START Provided information
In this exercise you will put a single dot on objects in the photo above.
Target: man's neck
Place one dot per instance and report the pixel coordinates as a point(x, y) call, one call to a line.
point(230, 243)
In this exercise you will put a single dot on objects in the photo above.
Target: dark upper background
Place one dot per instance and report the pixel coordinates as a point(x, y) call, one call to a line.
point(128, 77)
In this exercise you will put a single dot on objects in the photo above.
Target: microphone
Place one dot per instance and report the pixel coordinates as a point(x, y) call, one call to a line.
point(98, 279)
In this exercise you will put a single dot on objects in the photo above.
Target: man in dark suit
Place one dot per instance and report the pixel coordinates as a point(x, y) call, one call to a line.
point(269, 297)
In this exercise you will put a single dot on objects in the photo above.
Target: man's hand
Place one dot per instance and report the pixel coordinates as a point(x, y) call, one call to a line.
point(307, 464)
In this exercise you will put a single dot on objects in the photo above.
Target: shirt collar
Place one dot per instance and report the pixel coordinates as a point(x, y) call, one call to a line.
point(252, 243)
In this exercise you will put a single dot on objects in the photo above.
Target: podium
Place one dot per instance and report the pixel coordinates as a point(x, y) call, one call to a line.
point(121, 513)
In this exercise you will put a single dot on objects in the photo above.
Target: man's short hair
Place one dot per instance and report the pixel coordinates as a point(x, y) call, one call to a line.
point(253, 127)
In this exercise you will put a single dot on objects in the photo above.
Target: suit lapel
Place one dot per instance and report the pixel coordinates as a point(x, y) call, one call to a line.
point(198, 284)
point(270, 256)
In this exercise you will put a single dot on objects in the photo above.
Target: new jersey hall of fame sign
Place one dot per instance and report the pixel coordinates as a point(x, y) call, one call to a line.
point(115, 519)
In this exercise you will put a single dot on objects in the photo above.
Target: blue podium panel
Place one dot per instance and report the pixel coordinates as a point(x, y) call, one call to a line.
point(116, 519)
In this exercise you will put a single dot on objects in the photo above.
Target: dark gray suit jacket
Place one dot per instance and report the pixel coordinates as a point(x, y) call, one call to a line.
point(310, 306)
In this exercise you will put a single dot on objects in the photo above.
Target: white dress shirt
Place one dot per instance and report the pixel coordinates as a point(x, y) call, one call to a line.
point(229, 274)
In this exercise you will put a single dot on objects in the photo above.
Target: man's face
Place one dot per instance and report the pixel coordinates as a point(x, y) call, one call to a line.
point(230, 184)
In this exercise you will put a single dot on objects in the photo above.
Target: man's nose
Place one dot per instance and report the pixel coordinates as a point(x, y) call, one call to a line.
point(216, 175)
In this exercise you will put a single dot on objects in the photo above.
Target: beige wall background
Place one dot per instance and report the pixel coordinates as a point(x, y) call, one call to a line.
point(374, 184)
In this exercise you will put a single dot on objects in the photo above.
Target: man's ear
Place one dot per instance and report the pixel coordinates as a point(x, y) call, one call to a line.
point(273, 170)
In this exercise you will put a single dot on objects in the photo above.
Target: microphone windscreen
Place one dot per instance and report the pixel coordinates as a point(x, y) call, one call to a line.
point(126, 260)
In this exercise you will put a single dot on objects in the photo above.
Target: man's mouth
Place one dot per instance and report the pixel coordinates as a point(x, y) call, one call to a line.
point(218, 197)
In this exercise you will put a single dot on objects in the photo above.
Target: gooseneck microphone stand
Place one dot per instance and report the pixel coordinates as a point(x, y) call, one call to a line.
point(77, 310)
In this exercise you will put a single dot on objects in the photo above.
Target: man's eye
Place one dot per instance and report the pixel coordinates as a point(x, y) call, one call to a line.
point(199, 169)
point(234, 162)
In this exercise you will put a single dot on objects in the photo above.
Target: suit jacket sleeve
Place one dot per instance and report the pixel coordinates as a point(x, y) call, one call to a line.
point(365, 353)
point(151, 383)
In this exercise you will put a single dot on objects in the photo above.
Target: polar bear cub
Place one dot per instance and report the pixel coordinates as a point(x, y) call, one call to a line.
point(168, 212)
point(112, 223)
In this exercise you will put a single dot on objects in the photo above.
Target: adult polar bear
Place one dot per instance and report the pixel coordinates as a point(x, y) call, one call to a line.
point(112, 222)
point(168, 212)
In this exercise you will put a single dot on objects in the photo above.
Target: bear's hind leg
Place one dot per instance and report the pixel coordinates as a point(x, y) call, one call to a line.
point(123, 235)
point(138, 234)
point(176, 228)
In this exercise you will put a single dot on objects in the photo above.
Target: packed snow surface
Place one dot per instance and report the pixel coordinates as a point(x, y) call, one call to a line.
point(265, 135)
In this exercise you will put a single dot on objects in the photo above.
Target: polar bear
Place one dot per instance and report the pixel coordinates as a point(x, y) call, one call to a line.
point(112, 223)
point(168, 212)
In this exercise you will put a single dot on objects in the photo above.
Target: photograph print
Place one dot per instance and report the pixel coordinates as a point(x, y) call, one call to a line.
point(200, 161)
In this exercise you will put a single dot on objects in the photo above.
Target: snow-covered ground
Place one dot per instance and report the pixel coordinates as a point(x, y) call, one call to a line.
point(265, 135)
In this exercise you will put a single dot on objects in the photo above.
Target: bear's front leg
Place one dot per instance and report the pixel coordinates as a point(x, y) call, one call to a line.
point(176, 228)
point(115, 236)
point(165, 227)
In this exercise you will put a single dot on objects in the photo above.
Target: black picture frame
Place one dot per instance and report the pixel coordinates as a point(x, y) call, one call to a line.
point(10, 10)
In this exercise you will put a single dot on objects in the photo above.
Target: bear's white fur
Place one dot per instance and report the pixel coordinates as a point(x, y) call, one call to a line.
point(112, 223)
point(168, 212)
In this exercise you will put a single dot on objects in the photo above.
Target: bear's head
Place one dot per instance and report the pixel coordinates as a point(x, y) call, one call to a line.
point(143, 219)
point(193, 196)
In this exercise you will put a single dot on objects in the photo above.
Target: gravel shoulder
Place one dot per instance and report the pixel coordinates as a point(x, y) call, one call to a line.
END Provided information
[Written problem]:
Render the entries above as a JSON list of strings, one string per line and blank lines omitted, running from the first line through the line containing "point(230, 243)", with both of those lines included.

[The response]:
[
  "In this exercise you will put a single dot on objects in the photo above.",
  "Target: man's neck",
  "Place one dot per instance and report the pixel coordinates as a point(x, y) call, one call to a line.",
  "point(230, 243)"
]